→ **Required task**:
Convert every row below into a numbered list. Skip blank lines and leave the pictures out.
━━ Records to use
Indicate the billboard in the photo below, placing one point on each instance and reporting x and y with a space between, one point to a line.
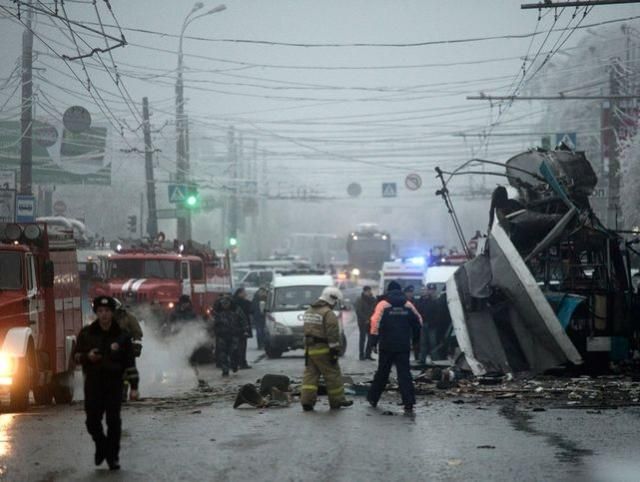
59 155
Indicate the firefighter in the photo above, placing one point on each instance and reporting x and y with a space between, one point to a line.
229 326
104 351
322 349
129 323
396 323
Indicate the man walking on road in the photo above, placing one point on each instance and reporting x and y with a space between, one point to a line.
259 318
104 350
322 349
396 323
364 306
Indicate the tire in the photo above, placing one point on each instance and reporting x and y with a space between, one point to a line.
19 392
63 388
43 395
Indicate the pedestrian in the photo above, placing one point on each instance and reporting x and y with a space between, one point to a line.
104 351
322 349
244 305
229 327
259 318
427 306
129 323
364 306
409 292
396 323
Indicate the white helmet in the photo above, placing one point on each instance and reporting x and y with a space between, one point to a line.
331 295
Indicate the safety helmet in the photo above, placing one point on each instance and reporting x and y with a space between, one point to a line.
331 295
106 301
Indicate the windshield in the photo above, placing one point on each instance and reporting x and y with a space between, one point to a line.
295 298
10 271
416 283
144 268
239 274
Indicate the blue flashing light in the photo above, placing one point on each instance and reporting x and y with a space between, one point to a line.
418 260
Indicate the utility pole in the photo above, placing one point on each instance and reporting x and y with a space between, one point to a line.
233 205
152 216
26 115
611 131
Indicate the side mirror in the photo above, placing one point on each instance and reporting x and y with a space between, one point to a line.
48 274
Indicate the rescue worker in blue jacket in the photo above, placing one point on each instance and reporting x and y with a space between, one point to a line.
396 324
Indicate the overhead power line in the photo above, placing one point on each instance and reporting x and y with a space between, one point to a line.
585 3
366 44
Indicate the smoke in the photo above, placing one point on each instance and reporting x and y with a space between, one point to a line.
164 364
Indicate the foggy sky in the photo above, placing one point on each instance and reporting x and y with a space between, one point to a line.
317 143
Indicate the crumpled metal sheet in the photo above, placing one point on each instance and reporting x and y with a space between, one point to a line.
521 333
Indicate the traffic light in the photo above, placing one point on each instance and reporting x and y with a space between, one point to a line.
132 223
192 200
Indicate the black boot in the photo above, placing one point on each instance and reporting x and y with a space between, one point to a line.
100 454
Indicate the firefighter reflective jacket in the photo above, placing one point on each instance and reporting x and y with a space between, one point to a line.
321 325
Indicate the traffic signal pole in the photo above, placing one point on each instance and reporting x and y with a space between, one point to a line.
152 216
26 115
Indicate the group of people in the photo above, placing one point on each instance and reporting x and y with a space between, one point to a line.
432 310
394 324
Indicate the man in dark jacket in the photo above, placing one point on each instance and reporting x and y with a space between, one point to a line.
364 306
259 318
396 323
244 306
229 326
427 306
104 350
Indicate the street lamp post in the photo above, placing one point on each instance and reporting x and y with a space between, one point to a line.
182 162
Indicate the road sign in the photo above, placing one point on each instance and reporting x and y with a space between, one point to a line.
177 193
413 182
25 208
7 179
7 205
354 189
389 189
59 208
570 139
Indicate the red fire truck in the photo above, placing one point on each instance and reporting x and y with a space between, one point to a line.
40 313
161 275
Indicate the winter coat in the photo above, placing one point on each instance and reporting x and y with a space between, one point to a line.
364 306
114 361
396 323
230 323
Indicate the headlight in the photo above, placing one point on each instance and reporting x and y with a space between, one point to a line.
281 329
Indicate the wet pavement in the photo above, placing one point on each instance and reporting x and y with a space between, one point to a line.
185 433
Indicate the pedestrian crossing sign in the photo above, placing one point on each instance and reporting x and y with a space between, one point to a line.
389 189
177 193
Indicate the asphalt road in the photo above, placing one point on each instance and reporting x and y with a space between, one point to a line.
185 434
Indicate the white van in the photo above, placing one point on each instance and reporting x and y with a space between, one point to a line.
439 275
410 272
289 297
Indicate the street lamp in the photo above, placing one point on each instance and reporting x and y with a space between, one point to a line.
182 163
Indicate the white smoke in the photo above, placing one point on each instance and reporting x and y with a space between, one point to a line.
164 364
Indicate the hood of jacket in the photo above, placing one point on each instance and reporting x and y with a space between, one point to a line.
396 298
━━━━
→ **Task output**:
1. Indicate the billboard in the photo below, placing one point on each instance and reporting x and y with a space between, one point to a line.
2. 59 155
3. Indicate the firefighter in the photo above, placing one point on each instance and reporting x and y with a space between, one point to a line.
4. 229 326
5. 104 351
6. 322 349
7. 129 323
8. 396 323
9. Indicate the man walking on road in the photo above, placing one point on each instance and reporting x and y with a space between, one point to a line.
10. 259 318
11. 104 350
12. 322 349
13. 396 323
14. 364 306
15. Indicate the tire in the photo above, placing one point on each instance and reporting x and y with a space between, one point to a line.
16. 19 392
17. 63 388
18. 43 395
19. Indicate the pedestrian in the photo above, placing one point on each instance and reporting x and y with a space between, one point to a line.
20. 104 351
21. 322 349
22. 244 305
23. 229 327
24. 259 318
25. 427 306
26. 129 323
27. 364 306
28. 409 292
29. 396 323
30. Indicate the white helmet in the photo above, placing one point on each instance and reporting x and y with a space between, one point to a line.
31. 331 295
32. Indicate the safety helmet in the photo above, placing one point on each instance and reporting x and y with a space between, one point to a line.
33. 331 295
34. 106 301
35. Indicate the windshield in the photo above, placing one point on each instance and reporting x and y with a space between, one point to a line.
36. 295 298
37. 10 271
38. 416 283
39. 144 268
40. 239 274
41. Indicate the blue flashing light in the photo above, placing one point on each instance and reporting x and y with a space between, one point to a line.
42. 418 260
43. Indicate the utility pole in the photo above, placing one point on each instance and reporting x and y with a space between, one point to a line.
44. 233 205
45. 152 216
46. 26 115
47. 611 131
48. Indicate the side mirror in the photo above, placing one point on each instance and reporting x and y with a space between, one point to a line.
49. 48 274
50. Indicate the rescue worker in blue jacket in the photo above, placing one point on each instance and reporting x and y with a space between, one point to a line.
51. 396 324
52. Indicate the overhead power line in the photo above, placing one point on each instance and reporting x and y with a space between, one point to a line.
53. 585 3
54. 366 44
55. Indicate the smoke in the photo above, placing one point on each instance and reporting x and y with a space between, one point to a line.
56. 164 364
57. Indicate the foggy sky in the photo above, placing one point on each instance and reporting x and y with a space between, one point to a line.
58. 317 143
59. Indicate the crumpled metal sheet in the photo above, placing one point on each instance and reporting x and y with a space between, one point to a line.
60. 521 333
61. Indicate the traffic light in the photo above, placing one point on each instance and reporting x and y with a space between, one point to a line.
62. 132 223
63. 192 200
64. Indicate the black boot in the photo above, placing one point on each instance and reporting x and y with a space between, one point to a line.
65. 100 454
66. Indicate the firefighter reflective jacket in the photo above, placing one point on each instance and reporting x and y with a space between, one point to a line.
67. 321 325
68. Indicate the traffic signal pole in the photo above, placing one point on each instance and reporting x and y with a space between, one point to a line.
69. 152 216
70. 26 115
71. Indicate the group of people in the photo above, placing one point on each instance and reporting x and y with a space between, one point to a line.
72. 432 310
73. 394 324
74. Indicate the man in dark jacket in the photo above, placing one point on each instance and reporting x and y with a space between, one point to a line.
75. 364 306
76. 259 318
77. 396 323
78. 244 306
79. 229 326
80. 427 306
81. 104 350
82. Indicate the street lamp post in the photo above, placing one point on each instance and reporting x and y with a space between, one point to a line.
83. 182 162
84. Indicate the road sign in the photo above, placing one point on each instance and reporting x and y with a space between, one point to a line.
85. 177 193
86. 413 182
87. 25 208
88. 7 179
89. 7 205
90. 354 189
91. 389 189
92. 59 208
93. 570 139
94. Indicate the red fire truck in the photo above, placing one point on each instance and reporting x and y with a space between, one point to a line.
95. 40 313
96. 161 275
97. Indicate the winter coat in the photo above, placing one point on each instance and reporting x and y with a space between, one point to a line.
98. 364 306
99. 114 361
100. 396 323
101. 230 323
102. Indicate the headlight in the photo above, placing one point on each instance and reporting x and y with a space between, one point to a line.
103. 281 329
104. Indicate the wet pavement in the photo above, placing one point on each instance and reporting x and y with a space between, one point to a line.
105. 185 433
106. Indicate the pedestrian crossing sign in the photo above, placing one point on each instance and reporting x and y with a space between, one point to a line.
107. 389 189
108. 177 193
109. Indicate the asphalt road in the photo above, placing one point on each instance and reporting x and y with a space between, one point to a line.
110. 185 434
111. Indicate the white van in the photo above, placing one point on each instance and reporting x and y with a space between, one point to a line.
112. 439 275
113. 410 272
114. 289 297
115. Indicate the street lamp in the photo above, placing one point on each instance and reporting x and y with a space between, one point to a line.
116. 182 163
117. Indicate the white smoke in the photo above, placing one point on each instance and reporting x and y with a space between, one point to a line.
118. 164 364
119. Indicate the hood of jacket in the photo above, placing one point on each instance and reporting x and y with a space between, one point to a line.
120. 396 298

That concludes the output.